* DATASET
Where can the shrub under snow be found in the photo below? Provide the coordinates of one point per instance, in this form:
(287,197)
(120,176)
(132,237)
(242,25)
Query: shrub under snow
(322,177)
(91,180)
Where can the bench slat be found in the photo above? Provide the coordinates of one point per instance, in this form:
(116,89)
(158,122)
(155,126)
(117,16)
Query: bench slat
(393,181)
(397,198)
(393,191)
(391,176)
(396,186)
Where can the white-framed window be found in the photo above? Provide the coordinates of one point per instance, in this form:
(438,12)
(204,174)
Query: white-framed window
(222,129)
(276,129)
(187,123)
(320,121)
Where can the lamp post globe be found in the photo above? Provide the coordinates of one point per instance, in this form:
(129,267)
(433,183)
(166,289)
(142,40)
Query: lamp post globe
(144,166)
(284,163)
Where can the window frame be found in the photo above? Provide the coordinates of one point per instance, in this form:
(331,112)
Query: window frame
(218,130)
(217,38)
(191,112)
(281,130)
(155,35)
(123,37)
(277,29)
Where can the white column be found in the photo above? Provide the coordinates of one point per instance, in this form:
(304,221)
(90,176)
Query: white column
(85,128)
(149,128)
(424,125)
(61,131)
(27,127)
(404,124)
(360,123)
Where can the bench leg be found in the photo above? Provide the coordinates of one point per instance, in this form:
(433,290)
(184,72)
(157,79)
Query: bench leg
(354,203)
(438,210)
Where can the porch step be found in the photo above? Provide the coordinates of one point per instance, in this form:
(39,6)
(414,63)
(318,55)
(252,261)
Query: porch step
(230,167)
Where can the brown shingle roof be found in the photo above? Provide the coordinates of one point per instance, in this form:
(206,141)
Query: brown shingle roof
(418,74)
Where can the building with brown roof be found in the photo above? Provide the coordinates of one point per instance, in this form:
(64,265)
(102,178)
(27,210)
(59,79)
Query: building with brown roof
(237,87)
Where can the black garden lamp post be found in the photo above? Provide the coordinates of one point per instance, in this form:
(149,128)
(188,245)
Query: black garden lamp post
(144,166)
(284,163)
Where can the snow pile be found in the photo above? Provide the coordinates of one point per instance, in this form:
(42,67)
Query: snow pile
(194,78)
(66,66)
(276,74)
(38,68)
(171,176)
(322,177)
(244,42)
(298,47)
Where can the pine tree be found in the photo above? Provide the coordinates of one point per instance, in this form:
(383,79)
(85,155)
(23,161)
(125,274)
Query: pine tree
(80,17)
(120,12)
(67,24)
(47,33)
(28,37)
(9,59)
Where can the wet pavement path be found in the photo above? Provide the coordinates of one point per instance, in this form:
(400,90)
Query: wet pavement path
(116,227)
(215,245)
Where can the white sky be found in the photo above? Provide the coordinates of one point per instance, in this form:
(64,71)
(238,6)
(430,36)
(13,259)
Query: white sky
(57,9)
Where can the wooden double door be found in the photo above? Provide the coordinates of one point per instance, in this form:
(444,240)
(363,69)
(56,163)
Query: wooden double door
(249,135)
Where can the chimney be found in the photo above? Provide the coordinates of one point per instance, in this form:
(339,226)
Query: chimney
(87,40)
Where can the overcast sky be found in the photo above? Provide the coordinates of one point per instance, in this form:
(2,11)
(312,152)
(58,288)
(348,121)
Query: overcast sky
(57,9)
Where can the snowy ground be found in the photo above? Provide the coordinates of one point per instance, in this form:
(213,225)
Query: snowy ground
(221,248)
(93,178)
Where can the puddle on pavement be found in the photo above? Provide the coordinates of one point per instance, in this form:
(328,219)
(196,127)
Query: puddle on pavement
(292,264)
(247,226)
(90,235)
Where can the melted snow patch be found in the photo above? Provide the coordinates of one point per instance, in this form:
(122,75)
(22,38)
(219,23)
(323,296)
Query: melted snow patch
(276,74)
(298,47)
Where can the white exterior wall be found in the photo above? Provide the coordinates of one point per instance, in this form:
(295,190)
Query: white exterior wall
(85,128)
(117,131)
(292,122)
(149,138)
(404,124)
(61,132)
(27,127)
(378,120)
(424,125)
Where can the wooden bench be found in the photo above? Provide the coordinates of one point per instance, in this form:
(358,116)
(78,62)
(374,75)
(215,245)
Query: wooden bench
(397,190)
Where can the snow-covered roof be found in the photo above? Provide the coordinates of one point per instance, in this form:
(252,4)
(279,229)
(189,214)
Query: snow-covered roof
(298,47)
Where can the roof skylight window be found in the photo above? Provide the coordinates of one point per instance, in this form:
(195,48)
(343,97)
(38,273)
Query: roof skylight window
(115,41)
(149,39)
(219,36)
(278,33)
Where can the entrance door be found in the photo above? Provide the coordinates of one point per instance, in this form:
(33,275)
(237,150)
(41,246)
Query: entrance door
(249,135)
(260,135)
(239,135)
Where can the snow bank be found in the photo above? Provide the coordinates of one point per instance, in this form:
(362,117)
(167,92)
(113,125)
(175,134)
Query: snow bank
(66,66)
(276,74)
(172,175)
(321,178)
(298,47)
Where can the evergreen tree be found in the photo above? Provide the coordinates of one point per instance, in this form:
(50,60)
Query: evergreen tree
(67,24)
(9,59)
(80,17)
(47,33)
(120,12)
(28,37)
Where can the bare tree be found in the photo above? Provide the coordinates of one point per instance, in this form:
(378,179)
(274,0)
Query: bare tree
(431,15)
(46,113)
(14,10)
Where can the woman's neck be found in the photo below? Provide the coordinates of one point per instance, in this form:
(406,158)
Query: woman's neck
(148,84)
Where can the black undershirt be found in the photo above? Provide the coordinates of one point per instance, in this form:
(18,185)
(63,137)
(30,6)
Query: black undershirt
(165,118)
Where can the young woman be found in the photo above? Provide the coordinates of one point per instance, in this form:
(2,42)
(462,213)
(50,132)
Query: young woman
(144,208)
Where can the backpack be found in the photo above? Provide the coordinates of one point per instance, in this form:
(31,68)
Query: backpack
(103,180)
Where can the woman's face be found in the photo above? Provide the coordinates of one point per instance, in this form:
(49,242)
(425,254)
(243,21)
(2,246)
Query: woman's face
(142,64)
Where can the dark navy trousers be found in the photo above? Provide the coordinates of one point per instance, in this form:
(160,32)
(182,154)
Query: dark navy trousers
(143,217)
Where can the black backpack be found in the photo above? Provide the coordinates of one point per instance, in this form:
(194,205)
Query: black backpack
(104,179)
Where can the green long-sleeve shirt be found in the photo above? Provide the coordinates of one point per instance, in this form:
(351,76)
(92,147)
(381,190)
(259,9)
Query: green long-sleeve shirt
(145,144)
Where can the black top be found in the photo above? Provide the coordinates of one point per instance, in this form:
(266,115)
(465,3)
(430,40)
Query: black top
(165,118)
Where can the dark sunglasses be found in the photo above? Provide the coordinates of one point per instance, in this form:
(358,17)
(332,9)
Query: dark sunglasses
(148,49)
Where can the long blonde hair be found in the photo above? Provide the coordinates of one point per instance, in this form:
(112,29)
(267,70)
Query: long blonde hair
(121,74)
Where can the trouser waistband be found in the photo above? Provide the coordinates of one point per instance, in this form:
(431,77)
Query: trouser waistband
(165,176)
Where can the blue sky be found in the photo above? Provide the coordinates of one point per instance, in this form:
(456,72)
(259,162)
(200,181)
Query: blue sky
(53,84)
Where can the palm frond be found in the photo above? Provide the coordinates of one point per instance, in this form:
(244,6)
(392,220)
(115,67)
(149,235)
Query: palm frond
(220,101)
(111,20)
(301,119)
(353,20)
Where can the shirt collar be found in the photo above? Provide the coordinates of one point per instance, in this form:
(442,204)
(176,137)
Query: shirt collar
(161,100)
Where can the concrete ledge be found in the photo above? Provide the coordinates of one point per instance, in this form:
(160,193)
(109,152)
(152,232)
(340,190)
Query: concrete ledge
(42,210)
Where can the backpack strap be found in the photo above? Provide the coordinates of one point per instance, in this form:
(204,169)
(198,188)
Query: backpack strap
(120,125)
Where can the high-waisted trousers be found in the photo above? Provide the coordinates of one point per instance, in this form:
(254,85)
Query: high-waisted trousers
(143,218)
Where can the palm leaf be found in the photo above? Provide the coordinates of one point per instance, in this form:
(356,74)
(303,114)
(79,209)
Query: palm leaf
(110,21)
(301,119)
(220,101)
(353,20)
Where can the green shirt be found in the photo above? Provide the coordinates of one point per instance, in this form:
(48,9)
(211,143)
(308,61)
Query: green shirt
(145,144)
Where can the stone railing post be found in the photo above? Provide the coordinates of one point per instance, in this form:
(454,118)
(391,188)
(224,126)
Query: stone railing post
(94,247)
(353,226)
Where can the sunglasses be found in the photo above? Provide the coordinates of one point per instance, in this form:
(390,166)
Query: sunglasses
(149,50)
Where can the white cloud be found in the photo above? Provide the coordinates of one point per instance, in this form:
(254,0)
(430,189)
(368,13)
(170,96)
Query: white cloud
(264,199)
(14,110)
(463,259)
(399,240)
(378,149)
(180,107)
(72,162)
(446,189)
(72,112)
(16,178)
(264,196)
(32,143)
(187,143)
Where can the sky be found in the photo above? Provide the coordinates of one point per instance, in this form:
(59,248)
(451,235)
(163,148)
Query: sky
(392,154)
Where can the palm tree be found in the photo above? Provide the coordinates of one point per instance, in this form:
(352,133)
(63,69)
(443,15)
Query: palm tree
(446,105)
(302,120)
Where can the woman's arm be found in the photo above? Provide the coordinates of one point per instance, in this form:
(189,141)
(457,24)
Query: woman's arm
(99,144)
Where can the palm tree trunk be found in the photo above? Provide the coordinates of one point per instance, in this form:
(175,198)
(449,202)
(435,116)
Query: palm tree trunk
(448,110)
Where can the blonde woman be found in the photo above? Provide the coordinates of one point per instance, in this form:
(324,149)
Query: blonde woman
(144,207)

* YOUR GOAL
Would you count the lines in the data that contain "below" and answer with only the number?

* ANSWER BOX
2